╭──

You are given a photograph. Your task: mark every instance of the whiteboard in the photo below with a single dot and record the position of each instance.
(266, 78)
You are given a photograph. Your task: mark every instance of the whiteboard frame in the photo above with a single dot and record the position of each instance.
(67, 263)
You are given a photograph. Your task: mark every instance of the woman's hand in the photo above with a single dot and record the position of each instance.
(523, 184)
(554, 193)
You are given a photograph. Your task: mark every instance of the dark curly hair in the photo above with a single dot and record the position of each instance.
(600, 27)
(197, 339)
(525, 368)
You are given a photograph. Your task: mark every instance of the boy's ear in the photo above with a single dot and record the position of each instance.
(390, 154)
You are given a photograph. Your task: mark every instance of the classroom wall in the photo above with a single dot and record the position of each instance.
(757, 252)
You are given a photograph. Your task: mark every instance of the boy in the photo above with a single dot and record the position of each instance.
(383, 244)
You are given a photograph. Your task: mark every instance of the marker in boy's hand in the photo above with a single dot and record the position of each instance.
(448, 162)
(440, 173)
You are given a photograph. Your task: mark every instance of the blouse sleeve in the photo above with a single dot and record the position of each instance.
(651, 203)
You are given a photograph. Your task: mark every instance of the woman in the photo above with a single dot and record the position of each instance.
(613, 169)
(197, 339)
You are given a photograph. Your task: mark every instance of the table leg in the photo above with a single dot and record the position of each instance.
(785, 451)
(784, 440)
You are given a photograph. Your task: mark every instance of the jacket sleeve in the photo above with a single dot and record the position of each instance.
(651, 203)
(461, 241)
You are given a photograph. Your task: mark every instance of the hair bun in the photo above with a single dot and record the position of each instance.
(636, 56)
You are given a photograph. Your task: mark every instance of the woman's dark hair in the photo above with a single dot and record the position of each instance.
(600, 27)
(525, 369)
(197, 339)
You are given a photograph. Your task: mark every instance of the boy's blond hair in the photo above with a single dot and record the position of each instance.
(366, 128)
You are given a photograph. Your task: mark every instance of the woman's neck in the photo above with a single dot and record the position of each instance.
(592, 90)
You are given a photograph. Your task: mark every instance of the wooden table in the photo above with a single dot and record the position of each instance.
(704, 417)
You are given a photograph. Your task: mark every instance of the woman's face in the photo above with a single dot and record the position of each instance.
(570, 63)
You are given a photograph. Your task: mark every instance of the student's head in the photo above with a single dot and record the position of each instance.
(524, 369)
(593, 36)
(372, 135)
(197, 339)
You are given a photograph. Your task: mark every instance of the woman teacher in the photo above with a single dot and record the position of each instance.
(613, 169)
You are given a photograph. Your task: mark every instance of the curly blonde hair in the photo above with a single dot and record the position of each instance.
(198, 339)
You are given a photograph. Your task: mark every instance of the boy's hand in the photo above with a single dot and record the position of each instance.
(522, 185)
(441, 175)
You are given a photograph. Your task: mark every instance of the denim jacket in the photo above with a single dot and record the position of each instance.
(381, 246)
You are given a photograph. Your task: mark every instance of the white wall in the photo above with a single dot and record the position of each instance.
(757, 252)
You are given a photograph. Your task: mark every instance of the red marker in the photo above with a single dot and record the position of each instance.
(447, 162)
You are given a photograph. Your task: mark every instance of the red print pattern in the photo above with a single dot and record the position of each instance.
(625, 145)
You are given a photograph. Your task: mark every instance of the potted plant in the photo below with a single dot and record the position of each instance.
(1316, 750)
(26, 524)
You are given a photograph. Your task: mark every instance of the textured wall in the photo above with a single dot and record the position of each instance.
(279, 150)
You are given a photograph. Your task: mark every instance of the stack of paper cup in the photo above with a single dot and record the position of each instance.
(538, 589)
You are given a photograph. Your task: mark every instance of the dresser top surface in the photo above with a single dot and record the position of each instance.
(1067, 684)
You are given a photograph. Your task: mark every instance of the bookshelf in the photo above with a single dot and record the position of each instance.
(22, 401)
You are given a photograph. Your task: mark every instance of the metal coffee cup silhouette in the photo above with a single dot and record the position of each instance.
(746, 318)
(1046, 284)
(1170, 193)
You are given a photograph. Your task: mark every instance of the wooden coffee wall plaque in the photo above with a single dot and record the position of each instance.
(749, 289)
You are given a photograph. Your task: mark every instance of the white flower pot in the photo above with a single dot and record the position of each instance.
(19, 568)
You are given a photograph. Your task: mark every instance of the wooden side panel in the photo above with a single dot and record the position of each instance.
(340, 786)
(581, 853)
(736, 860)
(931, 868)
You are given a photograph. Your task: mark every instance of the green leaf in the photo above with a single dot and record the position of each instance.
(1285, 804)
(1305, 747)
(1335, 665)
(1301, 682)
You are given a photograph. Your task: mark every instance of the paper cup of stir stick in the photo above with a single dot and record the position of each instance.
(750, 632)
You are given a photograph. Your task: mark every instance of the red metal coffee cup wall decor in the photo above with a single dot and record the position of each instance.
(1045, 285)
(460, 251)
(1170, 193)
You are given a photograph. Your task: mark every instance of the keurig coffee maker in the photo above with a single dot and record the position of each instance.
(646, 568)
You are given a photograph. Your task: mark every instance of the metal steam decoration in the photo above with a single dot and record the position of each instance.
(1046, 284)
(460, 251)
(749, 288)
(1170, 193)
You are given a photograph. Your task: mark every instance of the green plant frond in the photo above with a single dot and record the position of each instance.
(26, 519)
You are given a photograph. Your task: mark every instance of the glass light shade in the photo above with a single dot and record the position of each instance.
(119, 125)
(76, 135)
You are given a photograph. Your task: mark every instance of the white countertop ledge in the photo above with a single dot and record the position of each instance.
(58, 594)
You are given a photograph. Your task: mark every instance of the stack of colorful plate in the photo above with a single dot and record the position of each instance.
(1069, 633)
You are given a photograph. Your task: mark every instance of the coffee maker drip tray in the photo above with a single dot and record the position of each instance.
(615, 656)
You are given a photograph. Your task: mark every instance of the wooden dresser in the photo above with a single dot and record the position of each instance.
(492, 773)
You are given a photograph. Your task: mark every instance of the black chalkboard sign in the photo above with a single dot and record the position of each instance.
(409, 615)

╰──

— Exercise —
Return each entry without altering a single word.

— Response —
You are given a photograph. Your task: mark every instance of the whiteboard in the photo below with a single dot and record the position of each instance.
(266, 78)
You are given a photograph. Your task: mark every instance of the whiteboard frame in the photo above with a single dot and record the position of each instance.
(67, 263)
You are given a photograph. Your task: mark every instance of the woman's hand in the photo above with a single dot and record the position of each instance.
(523, 184)
(554, 193)
You are given a photograph. Your task: mark every instance of the dark curly hair in the photo above with a single dot and record the position of each instance.
(600, 27)
(197, 339)
(525, 368)
You are given a photograph. Your task: mark every instance of the boy's ear in the photo above with a single dot and record the position of each instance.
(390, 154)
You are given a photograph. Your task: mark every instance of the classroom wall in the photo above with a single dot and record the position of each instance.
(757, 252)
You are given a photograph. Your task: mark every instance of the boy in the photo above with a single dot and record the position of each instance.
(383, 244)
You are given a photograph. Your task: mark every instance of the marker in boy's hand in the photo above with a single dot and record the position of each instance.
(448, 162)
(440, 173)
You are given a photograph. Your task: mark every instance of the blouse sleeve in the photo above with a single dot and record the position of each instance.
(651, 203)
You are given a photograph. Your task: mark every instance of the woman in the photo above with a single dot and record the position of each instance.
(613, 169)
(197, 339)
You are given a photograph. Your task: mark every instance of the table leg in the photo above with a single dot and record the position of each instance.
(785, 451)
(784, 440)
You are given a photograph. Your task: mark every instance of the jacket sleeve in the photo above with a single dot and record the position of each instance.
(651, 203)
(461, 241)
You are given a photograph. Your task: mark every instance of the hair bun in the photo above with a single dot and record the position of each instance.
(636, 56)
You are given a photograph. Your task: mark every instance of the woman's dark hair in the photo above with a single dot and record the position of each instance.
(600, 27)
(525, 369)
(197, 339)
You are given a photograph. Your task: mark every instance of the boy's blond hair in the photo above with a single dot and record the position of each instance.
(366, 128)
You are given a photograph. Your task: mark every instance of the woman's neck in the photo above with a single dot and record the position of each instance.
(592, 90)
You are given a photograph. Your task: mark every instance of the wooden table in the photo above with a single dot and record the position of each instance.
(704, 417)
You are given a photograph. Your task: mark every instance of the woman's face in the photo above with a single dot and record the position of each instance.
(570, 63)
You are given a photograph. Your task: mark every instance of the student's head in the photo above with a single dot and record the position of each instance.
(524, 369)
(593, 36)
(372, 135)
(197, 339)
You are given a photograph. Your task: mark every instance of the woman teacher in the photo above with a single dot and record the position of each instance.
(613, 169)
You are given a photograph. Your task: mark every instance of the curly blonde hair in the photo above with a single dot and record the position of each instance.
(198, 339)
You are given a photograph. Your task: mark every instance of the boy's hand in the photo above with a single dot and record the position of each instance.
(522, 185)
(441, 175)
You are given a photograph. Your task: mark every instance of the denim jacket in the photo above with a single dot and record the position of each instance.
(381, 246)
You are given a photograph. Your task: mark every instance of the white wall in the photo above with a single dot and record the position of each instance.
(757, 252)
You are given a photograph. Your task: mark every instance of the red marker in the photo above with a single dot and record the position of each instance.
(447, 162)
You are given a photograph. Your task: mark every instance of the red print pattern in the photo above with a single dot and record the position of each instance.
(625, 145)
You are given a photograph. Your task: mark every instance of the potted plant in the photo below with a single dot and record the position of each instance.
(1316, 750)
(26, 524)
You are given a photograph. Your task: mark every instance of the textured wall in the photo above with a single dot and record the position of each instance.
(279, 150)
You are given a photograph. Your task: mark every instance of the stack of paper cup in the photo above with a single dot and record the position of each instance.
(538, 589)
You are given a photograph. Your task: mark every instance of the dresser top surface in the photo above with a single dot and record the position of each instance.
(1067, 684)
You are given a photograph. Your task: mark every instance of the bookshelf in the photo above with a single dot and record the position of each instance.
(22, 401)
You are given a photograph. Your task: mark every instance of the metal coffee cup silhouette in the photo above with a single dot and record the position of each instance.
(746, 318)
(1046, 284)
(1170, 193)
You are given a photograph. Your task: mark every instance of the wooden coffee wall plaque in the photo above with a single dot and record the position of each instance.
(749, 289)
You are given a photograph. Your task: mark every instance of the white flower pot in the photo above with a single dot and record the position of each instance.
(19, 568)
You are given a photograph. Your task: mark every instance of the wooden side panel in the photo above with a single dot and record the position of each instance.
(340, 786)
(581, 853)
(736, 860)
(931, 868)
You are given a photograph. Your task: mark every instance of the green leaf in the photo above with a single dot and record the position of each instance.
(1285, 804)
(1305, 747)
(1335, 665)
(1301, 682)
You are given a photograph. Your task: mark every instance of the paper cup of stir stick in the photo above with a single dot and record the position of each instance.
(750, 632)
You are given a photograph. Your task: mark every instance of the red metal coffee cup wall decor in the photo above with a single dot and record the position of each instance.
(1045, 285)
(460, 251)
(1170, 193)
You are given a photograph. Your task: mark every instance of the keurig coffee maker in the photo above with a single dot and record the position of each instance.
(646, 568)
You are given a photograph. Your task: mark every instance of the metal steam decoration in the photo above with a single dot and record the position of each instance.
(1046, 284)
(460, 251)
(749, 288)
(1170, 193)
You are given a photograph. Your task: mark every instance of the green plant frond in the photo above with a single dot and record the position of each instance.
(26, 519)
You are given a photograph. Your task: mark every instance of the glass light shade in the photo above with a single dot and record the position of each instance.
(119, 125)
(76, 135)
You are given a photograph. Your task: mark every instance of the white countertop ledge in the photo above with a single dot and record the position of each instance.
(58, 594)
You are given a photograph. Your task: mark every instance of the stack of colorful plate in the photo above with a single dot and record the position of each instance.
(1069, 633)
You are given a photograph. Your task: mark every instance of the coffee maker drip tray in the photo above with a single dot and record the position of each instance.
(615, 656)
You are given a photograph. Your task: mark every instance of the wooden dresser in the photo above with a single dot and record the position of each instance.
(492, 773)
You are given a photograph. Your task: mark every instance of the black chalkboard sign in the photo above with a single dot and record the position of each instance.
(409, 615)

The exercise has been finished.